*** Source information

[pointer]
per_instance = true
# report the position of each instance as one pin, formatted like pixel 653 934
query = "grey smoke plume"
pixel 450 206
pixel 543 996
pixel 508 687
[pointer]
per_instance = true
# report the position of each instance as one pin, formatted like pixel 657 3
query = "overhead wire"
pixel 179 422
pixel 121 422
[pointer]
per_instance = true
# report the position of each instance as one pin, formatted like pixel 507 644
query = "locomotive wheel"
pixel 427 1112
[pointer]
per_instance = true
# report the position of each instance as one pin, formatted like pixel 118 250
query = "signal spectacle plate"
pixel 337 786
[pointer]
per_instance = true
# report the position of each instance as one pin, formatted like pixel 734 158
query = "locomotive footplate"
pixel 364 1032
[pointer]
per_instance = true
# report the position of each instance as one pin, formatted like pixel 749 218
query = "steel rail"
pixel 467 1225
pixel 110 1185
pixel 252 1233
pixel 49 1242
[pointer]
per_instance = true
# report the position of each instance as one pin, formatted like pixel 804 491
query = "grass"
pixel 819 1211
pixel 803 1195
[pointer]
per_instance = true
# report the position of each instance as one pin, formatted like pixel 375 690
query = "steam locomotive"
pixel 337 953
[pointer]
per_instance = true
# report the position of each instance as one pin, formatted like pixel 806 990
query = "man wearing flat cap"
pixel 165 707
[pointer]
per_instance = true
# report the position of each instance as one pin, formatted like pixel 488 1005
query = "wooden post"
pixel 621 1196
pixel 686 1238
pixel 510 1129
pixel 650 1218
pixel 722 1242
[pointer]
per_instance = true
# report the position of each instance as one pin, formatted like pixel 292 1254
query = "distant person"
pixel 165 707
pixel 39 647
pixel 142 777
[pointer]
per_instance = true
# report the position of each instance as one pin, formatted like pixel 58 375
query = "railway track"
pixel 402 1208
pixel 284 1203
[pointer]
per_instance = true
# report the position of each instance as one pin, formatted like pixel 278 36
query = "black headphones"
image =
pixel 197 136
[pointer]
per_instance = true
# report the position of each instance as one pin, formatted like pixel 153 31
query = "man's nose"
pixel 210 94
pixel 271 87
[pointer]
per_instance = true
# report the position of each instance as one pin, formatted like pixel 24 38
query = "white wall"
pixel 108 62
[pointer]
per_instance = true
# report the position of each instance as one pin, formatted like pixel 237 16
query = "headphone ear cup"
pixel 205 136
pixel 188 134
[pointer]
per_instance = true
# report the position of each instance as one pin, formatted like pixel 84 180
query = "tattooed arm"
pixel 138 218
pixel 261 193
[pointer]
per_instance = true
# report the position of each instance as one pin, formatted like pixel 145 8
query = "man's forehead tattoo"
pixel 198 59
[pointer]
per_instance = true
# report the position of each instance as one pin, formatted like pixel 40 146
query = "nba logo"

******

Problem requirements:
Only those lines of the entries above that run from the line containing "pixel 58 375" to the line containing "pixel 145 8", both included, should be transcribed exactly.

Answer to this problem:
# report the position of each instance as one pin, formatted like pixel 58 375
query = "railway track"
pixel 402 1208
pixel 284 1203
[pointer]
per_instance = true
# report the position of each instance as one pin, formatted like pixel 278 36
query = "black headphones"
image =
pixel 197 136
[pointer]
per_instance = true
# report the position of each instance as one pin, formatted like pixel 153 31
query = "man's nose"
pixel 210 94
pixel 271 87
[pointer]
per_instance = true
# report the position of each instance as one pin, formatted like pixel 24 38
query = "white wall"
pixel 108 62
[pointer]
per_instance = true
# report the position of each instance as one pin, formatted like pixel 237 16
query = "headphone ear cup"
pixel 205 136
pixel 188 134
[pointer]
per_instance = true
# report the position of each instance as one pin, formatted like pixel 84 180
query = "tattooed arm"
pixel 138 218
pixel 261 193
[pointer]
per_instance = true
# report the position of each instance as one pin, formatted like pixel 145 8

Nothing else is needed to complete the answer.